# Dataset extract
◆ ◆ ◆ ◆

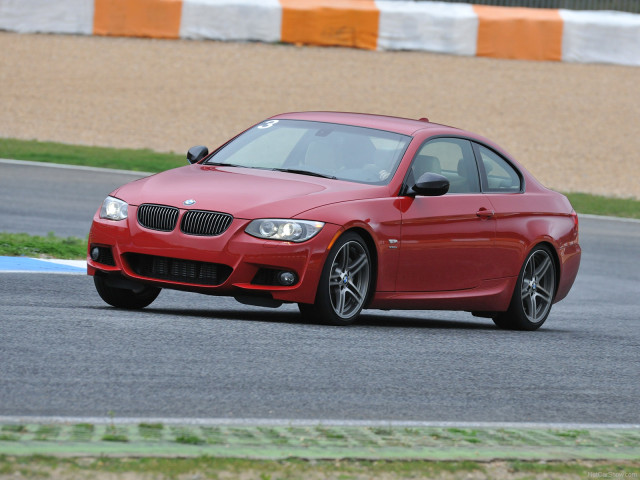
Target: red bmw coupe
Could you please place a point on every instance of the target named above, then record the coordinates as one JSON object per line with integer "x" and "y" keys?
{"x": 338, "y": 212}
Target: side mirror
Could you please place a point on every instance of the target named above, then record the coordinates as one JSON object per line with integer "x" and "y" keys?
{"x": 195, "y": 154}
{"x": 431, "y": 185}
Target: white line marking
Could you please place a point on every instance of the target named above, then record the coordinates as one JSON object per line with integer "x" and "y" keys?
{"x": 604, "y": 217}
{"x": 308, "y": 422}
{"x": 74, "y": 167}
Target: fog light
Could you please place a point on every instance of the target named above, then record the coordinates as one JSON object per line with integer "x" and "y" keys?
{"x": 286, "y": 278}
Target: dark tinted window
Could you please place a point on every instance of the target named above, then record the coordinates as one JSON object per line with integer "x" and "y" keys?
{"x": 452, "y": 158}
{"x": 346, "y": 152}
{"x": 501, "y": 176}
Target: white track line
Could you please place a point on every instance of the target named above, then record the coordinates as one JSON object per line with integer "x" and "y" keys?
{"x": 283, "y": 422}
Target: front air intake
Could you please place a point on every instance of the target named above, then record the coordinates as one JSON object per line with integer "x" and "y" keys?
{"x": 158, "y": 217}
{"x": 200, "y": 222}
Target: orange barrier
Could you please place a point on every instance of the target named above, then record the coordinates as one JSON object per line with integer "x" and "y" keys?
{"x": 346, "y": 23}
{"x": 137, "y": 18}
{"x": 521, "y": 33}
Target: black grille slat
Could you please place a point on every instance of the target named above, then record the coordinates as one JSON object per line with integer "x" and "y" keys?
{"x": 158, "y": 217}
{"x": 205, "y": 223}
{"x": 178, "y": 270}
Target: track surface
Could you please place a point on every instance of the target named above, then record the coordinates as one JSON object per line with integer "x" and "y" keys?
{"x": 64, "y": 352}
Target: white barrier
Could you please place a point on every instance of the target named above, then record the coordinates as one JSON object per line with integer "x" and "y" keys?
{"x": 440, "y": 27}
{"x": 450, "y": 28}
{"x": 240, "y": 20}
{"x": 47, "y": 16}
{"x": 601, "y": 37}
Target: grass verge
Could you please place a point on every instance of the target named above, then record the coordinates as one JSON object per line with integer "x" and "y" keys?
{"x": 103, "y": 157}
{"x": 211, "y": 467}
{"x": 150, "y": 161}
{"x": 24, "y": 245}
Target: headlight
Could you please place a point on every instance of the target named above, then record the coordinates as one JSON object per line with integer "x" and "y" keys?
{"x": 114, "y": 209}
{"x": 286, "y": 230}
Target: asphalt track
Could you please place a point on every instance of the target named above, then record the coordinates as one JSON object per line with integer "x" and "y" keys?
{"x": 63, "y": 352}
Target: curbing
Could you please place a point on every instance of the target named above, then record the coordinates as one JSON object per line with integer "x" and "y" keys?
{"x": 450, "y": 28}
{"x": 318, "y": 441}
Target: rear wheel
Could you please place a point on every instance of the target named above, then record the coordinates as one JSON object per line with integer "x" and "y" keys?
{"x": 133, "y": 299}
{"x": 533, "y": 296}
{"x": 344, "y": 283}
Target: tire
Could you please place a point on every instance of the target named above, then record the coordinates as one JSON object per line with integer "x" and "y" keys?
{"x": 534, "y": 292}
{"x": 344, "y": 284}
{"x": 125, "y": 298}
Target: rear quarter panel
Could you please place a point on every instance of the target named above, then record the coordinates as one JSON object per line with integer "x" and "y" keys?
{"x": 525, "y": 220}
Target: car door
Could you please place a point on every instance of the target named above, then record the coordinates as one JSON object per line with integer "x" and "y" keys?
{"x": 446, "y": 241}
{"x": 514, "y": 212}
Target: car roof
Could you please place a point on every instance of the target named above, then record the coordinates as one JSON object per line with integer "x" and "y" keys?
{"x": 405, "y": 126}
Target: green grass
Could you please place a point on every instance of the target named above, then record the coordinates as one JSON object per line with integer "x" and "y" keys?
{"x": 211, "y": 467}
{"x": 599, "y": 205}
{"x": 22, "y": 244}
{"x": 122, "y": 159}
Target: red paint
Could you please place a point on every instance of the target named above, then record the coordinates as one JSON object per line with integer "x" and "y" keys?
{"x": 457, "y": 251}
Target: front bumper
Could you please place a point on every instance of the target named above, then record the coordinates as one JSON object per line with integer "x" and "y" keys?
{"x": 244, "y": 258}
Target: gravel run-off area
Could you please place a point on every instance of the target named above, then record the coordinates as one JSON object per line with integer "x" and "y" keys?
{"x": 574, "y": 126}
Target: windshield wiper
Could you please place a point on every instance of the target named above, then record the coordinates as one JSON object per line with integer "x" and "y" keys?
{"x": 220, "y": 164}
{"x": 304, "y": 172}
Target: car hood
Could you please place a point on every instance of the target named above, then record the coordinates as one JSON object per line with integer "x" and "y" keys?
{"x": 243, "y": 192}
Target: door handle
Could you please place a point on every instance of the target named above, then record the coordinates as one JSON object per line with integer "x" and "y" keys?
{"x": 485, "y": 213}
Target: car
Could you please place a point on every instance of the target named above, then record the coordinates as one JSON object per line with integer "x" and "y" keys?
{"x": 340, "y": 212}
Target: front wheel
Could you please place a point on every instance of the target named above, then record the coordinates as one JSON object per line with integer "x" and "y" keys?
{"x": 534, "y": 292}
{"x": 123, "y": 297}
{"x": 344, "y": 283}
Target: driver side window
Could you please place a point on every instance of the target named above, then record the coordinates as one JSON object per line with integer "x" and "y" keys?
{"x": 451, "y": 157}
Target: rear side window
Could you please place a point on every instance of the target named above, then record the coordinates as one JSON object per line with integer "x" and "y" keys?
{"x": 452, "y": 158}
{"x": 501, "y": 176}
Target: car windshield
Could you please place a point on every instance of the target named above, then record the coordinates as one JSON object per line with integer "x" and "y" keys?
{"x": 344, "y": 152}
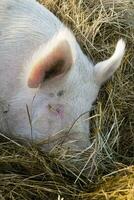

◆ ◆ ◆ ◆

# Task directions
Go back to the entries above and restate word for word every line from the first through the one that contains "Target: black grille slat", leaving the pictures behind.

# Task output
Target: red bmw coupe
Could you please place a point on every instance of the target named above, then record the coordinates as one JSON object per line with integer "x" and "y" keys?
{"x": 338, "y": 212}
Target: side mirror
Could you please place a point on every instance of the target named above, then record the coordinates as one JSON object per line with integer "x" and "y" keys?
{"x": 195, "y": 154}
{"x": 431, "y": 185}
Target: white line marking
Could you please place a point on every instance of the target named above, then record the coordinates as one JSON object per line with integer "x" and "y" keys?
{"x": 604, "y": 217}
{"x": 308, "y": 422}
{"x": 74, "y": 167}
Target: fog light
Could you please place a point on every instance of the target named above, then record the coordinates as one JSON object per line with integer "x" and "y" keys?
{"x": 286, "y": 278}
Target: dark tinted window
Could you please place a point on every instance of the target named above, then record the coordinates as one JSON object per line with integer "x" and "y" keys?
{"x": 452, "y": 158}
{"x": 346, "y": 152}
{"x": 501, "y": 176}
Target: white track line
Could you please place a point on every instance of the target named above, then record the coordinates as one JSON object per line with integer "x" and "y" keys?
{"x": 283, "y": 422}
Target: front air intake
Could you please place a point on every instance of the target named above, then record the coordinates as one JSON object per line with integer "x" and "y" keys?
{"x": 158, "y": 217}
{"x": 200, "y": 222}
Target: orange barrier
Could you please place a point on every instance of the target named above, then record the coordinates as one JSON object per line with integer "x" and "y" keys?
{"x": 346, "y": 23}
{"x": 137, "y": 18}
{"x": 521, "y": 33}
Target: black grille slat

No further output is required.